───── AVAILABLE DATA

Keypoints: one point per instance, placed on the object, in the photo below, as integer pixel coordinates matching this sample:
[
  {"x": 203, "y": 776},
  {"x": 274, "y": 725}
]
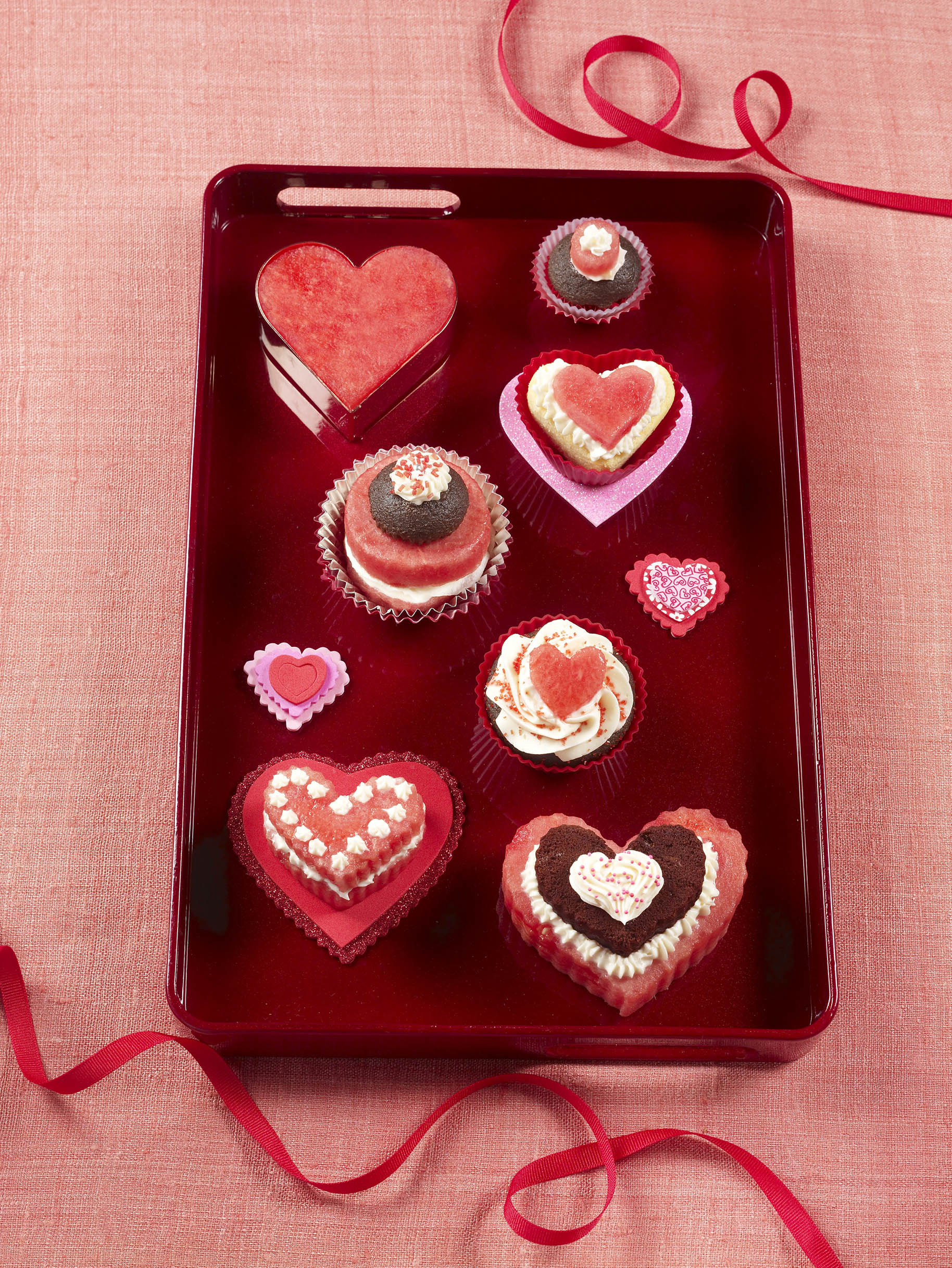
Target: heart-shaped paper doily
[
  {"x": 354, "y": 328},
  {"x": 348, "y": 934},
  {"x": 596, "y": 503},
  {"x": 566, "y": 683},
  {"x": 604, "y": 406},
  {"x": 678, "y": 593}
]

──────────

**WHAT TO DO**: Set down the complete material exactly, but do not include the images.

**EXERCISE RESPONSE**:
Keypoints: one point per instance, placed on the object, in the photo below, as integer pixel coordinates matching this sample:
[
  {"x": 203, "y": 776},
  {"x": 274, "y": 725}
]
Target: heart-shaped paper doily
[
  {"x": 354, "y": 328},
  {"x": 348, "y": 934},
  {"x": 596, "y": 503},
  {"x": 566, "y": 683},
  {"x": 604, "y": 406},
  {"x": 678, "y": 593}
]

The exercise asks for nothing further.